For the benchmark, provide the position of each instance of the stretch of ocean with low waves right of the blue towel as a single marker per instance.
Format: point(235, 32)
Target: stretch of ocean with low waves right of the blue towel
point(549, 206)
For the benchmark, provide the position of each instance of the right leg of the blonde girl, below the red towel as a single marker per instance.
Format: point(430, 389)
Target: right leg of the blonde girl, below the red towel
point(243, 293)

________________

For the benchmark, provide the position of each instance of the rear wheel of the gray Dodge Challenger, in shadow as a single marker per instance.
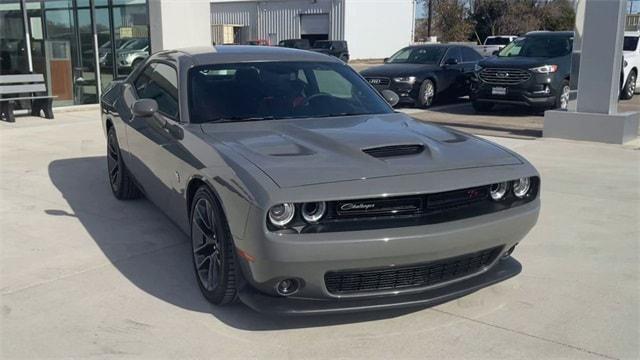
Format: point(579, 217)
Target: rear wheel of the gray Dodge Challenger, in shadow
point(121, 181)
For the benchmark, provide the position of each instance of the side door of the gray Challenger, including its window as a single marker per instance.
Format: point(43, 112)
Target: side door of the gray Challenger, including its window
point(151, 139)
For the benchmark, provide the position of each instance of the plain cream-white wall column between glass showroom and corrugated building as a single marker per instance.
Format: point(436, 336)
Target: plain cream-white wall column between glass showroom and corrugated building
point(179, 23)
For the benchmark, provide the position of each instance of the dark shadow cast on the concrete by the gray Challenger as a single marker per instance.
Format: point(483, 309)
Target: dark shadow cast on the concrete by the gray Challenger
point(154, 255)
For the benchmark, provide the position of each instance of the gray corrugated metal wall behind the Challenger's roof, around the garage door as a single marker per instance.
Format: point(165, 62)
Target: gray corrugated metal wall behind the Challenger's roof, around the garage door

________________

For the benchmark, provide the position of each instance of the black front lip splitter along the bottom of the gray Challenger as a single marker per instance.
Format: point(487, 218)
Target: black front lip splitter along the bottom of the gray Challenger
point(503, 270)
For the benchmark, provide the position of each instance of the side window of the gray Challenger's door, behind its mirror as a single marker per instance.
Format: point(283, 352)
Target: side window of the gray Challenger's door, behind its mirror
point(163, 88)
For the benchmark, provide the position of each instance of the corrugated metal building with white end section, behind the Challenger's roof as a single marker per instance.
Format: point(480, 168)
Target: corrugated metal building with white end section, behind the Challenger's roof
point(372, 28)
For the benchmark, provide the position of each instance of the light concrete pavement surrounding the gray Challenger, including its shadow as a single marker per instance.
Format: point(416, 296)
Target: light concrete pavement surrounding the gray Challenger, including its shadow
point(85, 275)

________________

> [WHAT IS EXPECTED]:
In the listing, return each line containing the string "garage".

> [SOLUTION TO THIS PROBLEM]:
For the benchmark, provide the position of each instance of the gray corrugated metal wall behind the Challenger's roof, around the garage door as a single marker per instance.
Target: gray corrugated metal wall behind the Challenger's roof, around the garage door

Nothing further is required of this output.